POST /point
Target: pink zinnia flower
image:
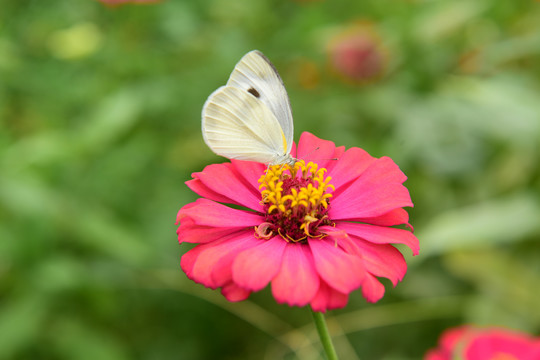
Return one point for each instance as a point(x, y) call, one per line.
point(493, 343)
point(315, 231)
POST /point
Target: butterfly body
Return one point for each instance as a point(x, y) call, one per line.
point(250, 117)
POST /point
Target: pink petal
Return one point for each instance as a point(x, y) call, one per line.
point(378, 259)
point(489, 343)
point(253, 269)
point(375, 193)
point(372, 289)
point(298, 281)
point(328, 298)
point(234, 293)
point(205, 212)
point(394, 217)
point(250, 172)
point(344, 272)
point(216, 256)
point(334, 160)
point(199, 188)
point(382, 260)
point(221, 179)
point(311, 148)
point(350, 166)
point(189, 232)
point(381, 234)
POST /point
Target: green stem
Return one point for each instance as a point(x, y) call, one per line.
point(326, 340)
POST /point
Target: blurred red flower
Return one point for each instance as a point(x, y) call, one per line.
point(314, 237)
point(492, 343)
point(356, 54)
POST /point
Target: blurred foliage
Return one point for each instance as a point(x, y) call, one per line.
point(100, 128)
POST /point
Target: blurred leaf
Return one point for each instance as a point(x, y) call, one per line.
point(502, 220)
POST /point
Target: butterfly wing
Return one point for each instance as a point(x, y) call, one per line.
point(238, 125)
point(256, 75)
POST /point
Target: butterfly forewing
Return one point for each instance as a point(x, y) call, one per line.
point(237, 125)
point(256, 75)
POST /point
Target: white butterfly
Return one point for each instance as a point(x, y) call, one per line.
point(250, 118)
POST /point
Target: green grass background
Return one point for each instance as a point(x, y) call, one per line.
point(100, 128)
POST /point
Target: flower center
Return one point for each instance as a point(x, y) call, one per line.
point(295, 200)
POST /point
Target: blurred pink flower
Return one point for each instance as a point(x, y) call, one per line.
point(118, 2)
point(316, 232)
point(356, 54)
point(492, 343)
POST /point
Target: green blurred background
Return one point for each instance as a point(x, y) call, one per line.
point(100, 128)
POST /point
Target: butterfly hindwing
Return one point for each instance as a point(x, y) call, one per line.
point(237, 125)
point(257, 76)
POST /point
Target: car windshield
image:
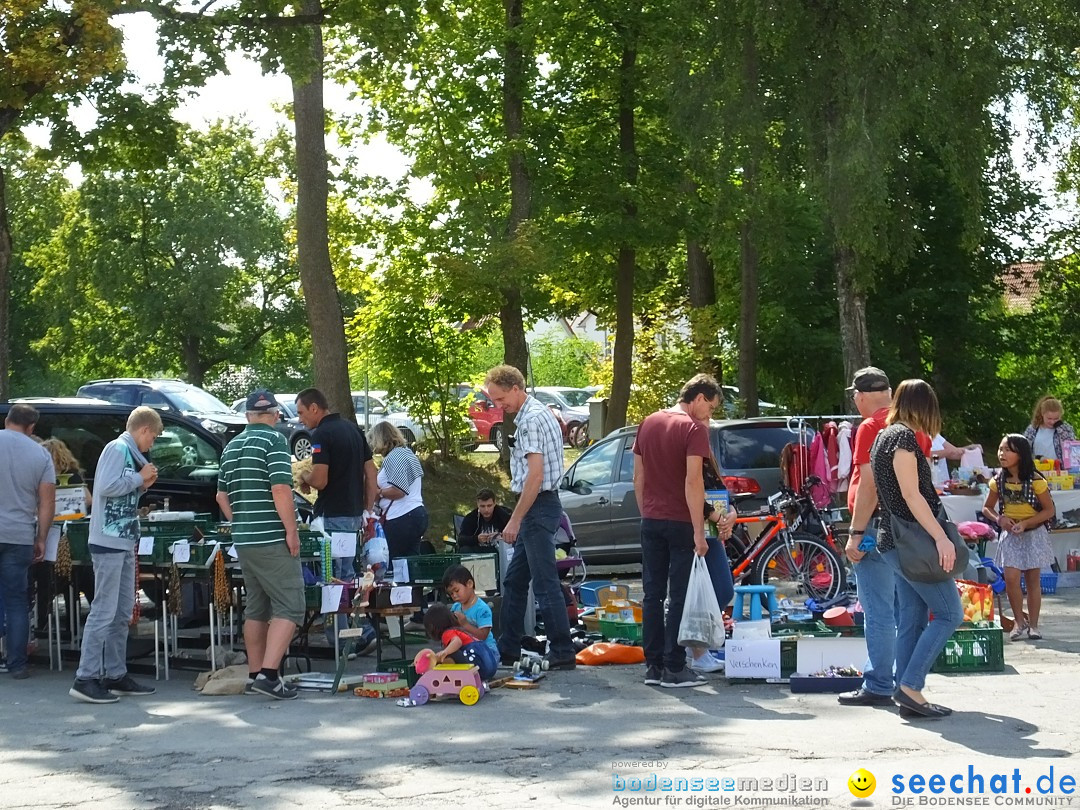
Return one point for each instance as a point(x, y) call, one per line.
point(751, 448)
point(576, 396)
point(193, 399)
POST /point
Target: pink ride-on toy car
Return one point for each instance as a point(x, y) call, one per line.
point(459, 680)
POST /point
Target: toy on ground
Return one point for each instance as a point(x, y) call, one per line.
point(530, 664)
point(457, 680)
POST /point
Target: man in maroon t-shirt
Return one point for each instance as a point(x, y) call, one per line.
point(670, 451)
point(872, 394)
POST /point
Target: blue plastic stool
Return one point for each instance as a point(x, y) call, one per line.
point(755, 603)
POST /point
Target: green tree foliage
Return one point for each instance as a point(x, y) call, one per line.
point(177, 269)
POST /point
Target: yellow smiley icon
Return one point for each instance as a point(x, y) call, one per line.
point(862, 783)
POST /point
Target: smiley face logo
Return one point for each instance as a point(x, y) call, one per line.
point(862, 783)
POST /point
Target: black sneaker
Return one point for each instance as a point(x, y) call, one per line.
point(126, 686)
point(277, 688)
point(92, 691)
point(683, 677)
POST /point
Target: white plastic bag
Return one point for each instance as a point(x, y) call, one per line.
point(702, 624)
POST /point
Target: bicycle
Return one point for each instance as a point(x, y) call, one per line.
point(800, 556)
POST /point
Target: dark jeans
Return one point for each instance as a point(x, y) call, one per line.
point(534, 562)
point(404, 534)
point(719, 571)
point(666, 558)
point(15, 562)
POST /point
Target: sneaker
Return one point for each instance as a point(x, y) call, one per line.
point(126, 686)
point(92, 691)
point(277, 688)
point(680, 678)
point(706, 663)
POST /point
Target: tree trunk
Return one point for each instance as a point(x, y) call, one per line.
point(515, 350)
point(747, 247)
point(747, 315)
point(623, 352)
point(329, 353)
point(852, 309)
point(4, 292)
point(193, 367)
point(701, 282)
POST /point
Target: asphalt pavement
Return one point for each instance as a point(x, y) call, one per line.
point(592, 738)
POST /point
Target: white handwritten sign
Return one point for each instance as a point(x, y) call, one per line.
point(752, 658)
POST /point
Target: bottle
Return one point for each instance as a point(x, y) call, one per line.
point(869, 538)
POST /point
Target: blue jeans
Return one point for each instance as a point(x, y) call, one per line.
point(719, 571)
point(877, 594)
point(534, 561)
point(342, 568)
point(15, 562)
point(105, 637)
point(919, 640)
point(666, 558)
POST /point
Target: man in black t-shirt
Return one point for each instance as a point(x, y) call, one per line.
point(343, 472)
point(481, 525)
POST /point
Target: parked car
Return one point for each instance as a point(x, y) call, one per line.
point(597, 491)
point(288, 424)
point(186, 454)
point(484, 414)
point(731, 403)
point(181, 397)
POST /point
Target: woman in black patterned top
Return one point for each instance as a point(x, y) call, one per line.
point(905, 487)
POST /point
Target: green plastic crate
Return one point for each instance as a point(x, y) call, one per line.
point(403, 666)
point(78, 535)
point(311, 543)
point(631, 631)
point(972, 649)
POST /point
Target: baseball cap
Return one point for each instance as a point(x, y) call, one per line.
point(868, 379)
point(261, 400)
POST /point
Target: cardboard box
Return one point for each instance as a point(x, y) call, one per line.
point(389, 596)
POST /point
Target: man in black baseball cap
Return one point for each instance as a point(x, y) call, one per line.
point(261, 400)
point(868, 379)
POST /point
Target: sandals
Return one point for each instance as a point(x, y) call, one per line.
point(910, 707)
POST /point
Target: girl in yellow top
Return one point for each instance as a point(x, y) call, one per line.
point(1020, 503)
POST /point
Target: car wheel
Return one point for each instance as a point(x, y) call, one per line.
point(301, 447)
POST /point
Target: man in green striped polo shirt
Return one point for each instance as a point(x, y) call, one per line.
point(255, 491)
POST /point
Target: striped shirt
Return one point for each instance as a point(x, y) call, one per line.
point(537, 431)
point(252, 463)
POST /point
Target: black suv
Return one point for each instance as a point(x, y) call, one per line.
point(165, 394)
point(597, 490)
point(187, 455)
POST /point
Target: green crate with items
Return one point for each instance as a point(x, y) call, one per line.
point(972, 649)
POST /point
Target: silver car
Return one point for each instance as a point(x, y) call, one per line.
point(597, 491)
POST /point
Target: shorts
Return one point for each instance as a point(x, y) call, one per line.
point(273, 582)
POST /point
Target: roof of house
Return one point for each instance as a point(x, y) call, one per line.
point(1021, 284)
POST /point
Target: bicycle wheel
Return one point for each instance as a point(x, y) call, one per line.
point(800, 566)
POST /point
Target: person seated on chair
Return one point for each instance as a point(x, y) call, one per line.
point(481, 525)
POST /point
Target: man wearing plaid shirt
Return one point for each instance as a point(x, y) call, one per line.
point(536, 469)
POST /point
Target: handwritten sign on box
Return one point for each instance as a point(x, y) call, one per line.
point(757, 658)
point(70, 503)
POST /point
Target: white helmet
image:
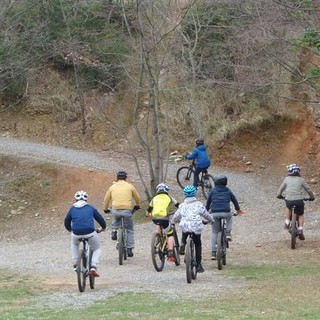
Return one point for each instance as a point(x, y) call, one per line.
point(81, 195)
point(162, 187)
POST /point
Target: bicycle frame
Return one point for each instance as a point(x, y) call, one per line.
point(122, 242)
point(84, 265)
point(159, 248)
point(222, 244)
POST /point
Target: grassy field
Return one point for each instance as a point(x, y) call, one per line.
point(272, 292)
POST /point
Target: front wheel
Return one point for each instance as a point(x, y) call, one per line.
point(157, 253)
point(207, 183)
point(185, 176)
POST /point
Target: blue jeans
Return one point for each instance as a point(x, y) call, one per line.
point(128, 224)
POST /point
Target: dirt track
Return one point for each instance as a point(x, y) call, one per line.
point(258, 237)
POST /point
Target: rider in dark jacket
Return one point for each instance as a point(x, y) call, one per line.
point(200, 154)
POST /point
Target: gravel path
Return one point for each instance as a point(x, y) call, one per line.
point(257, 232)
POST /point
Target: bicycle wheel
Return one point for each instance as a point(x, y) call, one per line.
point(219, 250)
point(207, 183)
point(194, 261)
point(293, 230)
point(185, 176)
point(157, 255)
point(120, 245)
point(176, 248)
point(224, 249)
point(82, 271)
point(188, 259)
point(91, 278)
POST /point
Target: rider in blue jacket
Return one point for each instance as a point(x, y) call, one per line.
point(80, 222)
point(200, 154)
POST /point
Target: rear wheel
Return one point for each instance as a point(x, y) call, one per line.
point(157, 255)
point(293, 230)
point(120, 245)
point(224, 249)
point(81, 272)
point(188, 259)
point(176, 248)
point(185, 176)
point(207, 183)
point(91, 278)
point(219, 250)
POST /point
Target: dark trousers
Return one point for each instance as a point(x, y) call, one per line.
point(197, 244)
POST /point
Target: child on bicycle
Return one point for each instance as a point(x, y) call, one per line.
point(189, 215)
point(201, 157)
point(294, 187)
point(80, 222)
point(218, 204)
point(121, 194)
point(158, 210)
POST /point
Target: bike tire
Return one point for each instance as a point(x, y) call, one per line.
point(81, 272)
point(120, 245)
point(224, 249)
point(293, 230)
point(185, 176)
point(157, 255)
point(176, 248)
point(219, 250)
point(207, 183)
point(188, 260)
point(194, 261)
point(91, 278)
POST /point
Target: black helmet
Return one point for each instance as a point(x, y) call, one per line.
point(122, 175)
point(221, 180)
point(199, 141)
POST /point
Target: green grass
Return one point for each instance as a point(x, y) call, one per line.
point(271, 292)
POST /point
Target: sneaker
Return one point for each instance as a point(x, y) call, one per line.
point(93, 272)
point(214, 255)
point(114, 235)
point(200, 268)
point(171, 256)
point(129, 252)
point(301, 235)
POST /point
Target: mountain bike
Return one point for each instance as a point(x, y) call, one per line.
point(159, 250)
point(293, 226)
point(84, 264)
point(122, 241)
point(185, 176)
point(222, 242)
point(190, 259)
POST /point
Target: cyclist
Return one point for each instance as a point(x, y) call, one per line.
point(294, 187)
point(121, 194)
point(218, 203)
point(200, 154)
point(189, 215)
point(80, 222)
point(158, 210)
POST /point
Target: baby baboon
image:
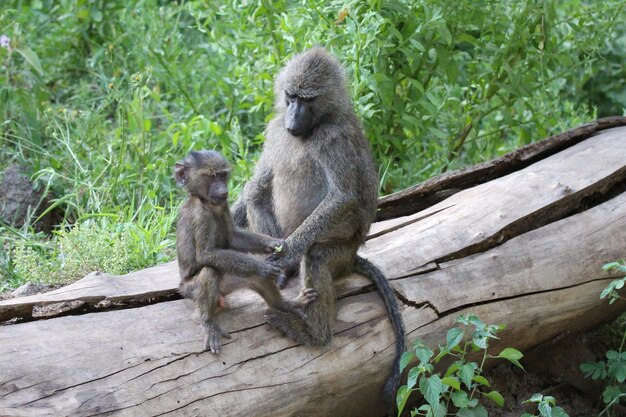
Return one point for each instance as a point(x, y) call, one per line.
point(315, 184)
point(207, 243)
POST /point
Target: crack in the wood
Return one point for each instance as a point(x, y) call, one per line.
point(56, 391)
point(434, 190)
point(575, 203)
point(526, 294)
point(263, 356)
point(419, 306)
point(225, 392)
point(90, 305)
point(406, 223)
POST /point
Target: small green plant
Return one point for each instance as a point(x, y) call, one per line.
point(613, 369)
point(462, 386)
point(97, 244)
point(546, 405)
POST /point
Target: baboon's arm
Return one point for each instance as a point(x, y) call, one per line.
point(335, 208)
point(244, 240)
point(259, 202)
point(230, 261)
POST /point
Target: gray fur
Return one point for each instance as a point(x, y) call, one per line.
point(318, 190)
point(208, 247)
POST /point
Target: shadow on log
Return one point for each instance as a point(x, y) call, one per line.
point(522, 247)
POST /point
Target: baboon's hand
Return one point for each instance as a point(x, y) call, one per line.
point(276, 246)
point(307, 296)
point(269, 270)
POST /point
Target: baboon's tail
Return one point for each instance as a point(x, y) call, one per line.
point(366, 268)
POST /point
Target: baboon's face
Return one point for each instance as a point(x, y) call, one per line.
point(204, 174)
point(299, 114)
point(310, 91)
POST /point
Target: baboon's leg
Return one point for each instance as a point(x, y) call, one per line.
point(322, 263)
point(207, 301)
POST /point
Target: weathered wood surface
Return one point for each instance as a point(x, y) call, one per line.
point(434, 190)
point(525, 249)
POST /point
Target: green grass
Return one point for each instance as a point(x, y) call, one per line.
point(98, 98)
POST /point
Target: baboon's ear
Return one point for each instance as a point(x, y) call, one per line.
point(181, 173)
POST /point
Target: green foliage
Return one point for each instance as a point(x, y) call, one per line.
point(99, 98)
point(613, 369)
point(546, 405)
point(98, 244)
point(462, 386)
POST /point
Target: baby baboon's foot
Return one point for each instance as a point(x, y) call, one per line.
point(213, 338)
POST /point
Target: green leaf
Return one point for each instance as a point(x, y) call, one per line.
point(454, 337)
point(620, 372)
point(402, 396)
point(451, 382)
point(412, 377)
point(496, 397)
point(466, 373)
point(431, 388)
point(512, 355)
point(459, 399)
point(544, 409)
point(405, 359)
point(30, 57)
point(423, 353)
point(452, 369)
point(610, 393)
point(559, 412)
point(481, 380)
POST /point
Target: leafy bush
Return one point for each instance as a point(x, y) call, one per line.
point(546, 405)
point(462, 386)
point(100, 98)
point(99, 244)
point(613, 369)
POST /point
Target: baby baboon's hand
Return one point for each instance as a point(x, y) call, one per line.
point(269, 270)
point(276, 247)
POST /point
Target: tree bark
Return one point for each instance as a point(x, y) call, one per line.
point(524, 248)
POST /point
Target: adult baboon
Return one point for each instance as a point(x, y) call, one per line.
point(207, 243)
point(315, 184)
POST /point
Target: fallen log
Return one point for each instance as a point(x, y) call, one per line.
point(525, 249)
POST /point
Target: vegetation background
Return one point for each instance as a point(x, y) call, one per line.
point(99, 98)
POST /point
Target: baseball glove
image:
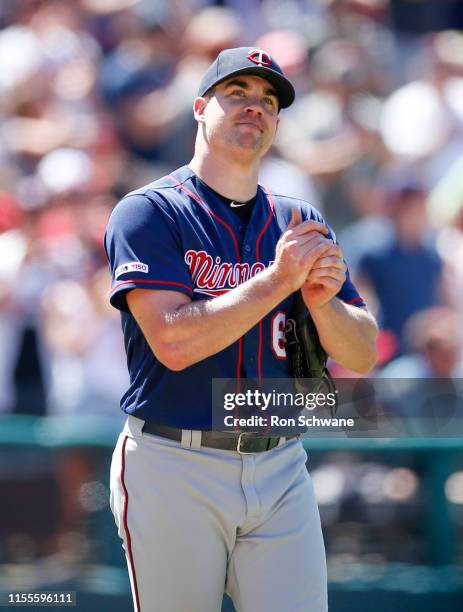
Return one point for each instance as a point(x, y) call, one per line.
point(306, 356)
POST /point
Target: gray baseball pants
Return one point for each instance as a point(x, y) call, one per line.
point(197, 521)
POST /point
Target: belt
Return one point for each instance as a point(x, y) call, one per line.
point(246, 443)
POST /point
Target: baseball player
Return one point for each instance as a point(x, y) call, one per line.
point(205, 263)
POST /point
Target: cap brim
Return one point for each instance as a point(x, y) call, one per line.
point(284, 88)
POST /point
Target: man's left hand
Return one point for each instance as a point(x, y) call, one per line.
point(325, 278)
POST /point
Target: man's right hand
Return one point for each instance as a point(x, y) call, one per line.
point(302, 244)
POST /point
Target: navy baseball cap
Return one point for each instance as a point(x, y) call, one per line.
point(246, 60)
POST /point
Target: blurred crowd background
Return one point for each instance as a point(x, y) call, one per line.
point(95, 100)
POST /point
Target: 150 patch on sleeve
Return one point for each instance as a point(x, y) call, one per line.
point(134, 266)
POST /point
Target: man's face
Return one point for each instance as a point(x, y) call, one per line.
point(241, 117)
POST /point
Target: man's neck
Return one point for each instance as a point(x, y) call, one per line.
point(232, 180)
····················
• _Exercise aim_
Reproduce the rows from the beginning through the line containing "point(295, 200)", requests included, and raise every point coordinate in the answers by 147. Omit the pictures from your output.

• _Task response_
POST /point
Target: pink zinnia flower
image:
Return one point for each instance as a point(x, y) call, one per line.
point(640, 490)
point(462, 378)
POST /point
Target: butterfly body
Return one point for each instance as a point(x, y) call, one per line.
point(397, 264)
POST /point
Target: pink petal
Return one point for each instance as a point(x, y) call, one per line.
point(525, 406)
point(636, 490)
point(400, 416)
point(522, 340)
point(519, 436)
point(445, 428)
point(475, 445)
point(381, 440)
point(352, 359)
point(541, 364)
point(397, 319)
point(491, 419)
point(363, 403)
point(481, 307)
point(346, 335)
point(529, 407)
point(368, 326)
point(458, 295)
point(497, 313)
point(336, 379)
point(528, 381)
POST /point
Target: green stem
Return one point for each instance as a point(x, y) call, one per line.
point(473, 487)
POST /point
Target: blurred red flower
Return one point for each instance as a point(x, y) call, one per line.
point(461, 384)
point(639, 490)
point(503, 201)
POST /point
Target: blurred foliage
Return one point for each instance as a point(x, y) call, one per line.
point(247, 275)
POST /point
Target: blurred leaf
Return one point for each instance as a point(x, y) call, one per line.
point(649, 367)
POST /point
Target: butterfly wing
Return one point for each instance as a point(x, y) call, one per line.
point(385, 272)
point(403, 222)
POST /point
Target: butterfly forewing
Return one point for each instance as a point(x, y) call, one per line.
point(384, 272)
point(403, 222)
POST /point
Target: white butterfly
Return one point for each instance as a point(x, y) call, one per line.
point(397, 265)
POST /point
Target: green grass background
Return one point for each instance as a point(x, y) call, one per line.
point(247, 275)
POST /point
Target: flower center
Return one point for each instance as a point(x, y) call, one per line.
point(442, 347)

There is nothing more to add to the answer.